- Your instructions
Change "outline" to "edge" throughout the records below and keep every other word as it is.

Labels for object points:
::::::
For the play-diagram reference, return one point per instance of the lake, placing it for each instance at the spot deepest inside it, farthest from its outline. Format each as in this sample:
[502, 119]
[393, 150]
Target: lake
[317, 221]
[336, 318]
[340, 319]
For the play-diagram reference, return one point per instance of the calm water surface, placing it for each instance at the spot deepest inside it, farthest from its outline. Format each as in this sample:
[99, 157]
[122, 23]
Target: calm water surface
::::::
- Result of the task
For the play-diagram reference, return one point per instance of the lake, placing it for each instance at the spot deepest inside it, farthest from its edge. Format each as in this sample:
[502, 119]
[393, 150]
Target: lake
[317, 221]
[336, 318]
[340, 319]
For the play-diagram reference, return one point per instance of the calm water surface, placing it for each instance at the spot deepest inside it, farthest from its edge. Format each as in this sample:
[99, 157]
[122, 23]
Target: calm water surface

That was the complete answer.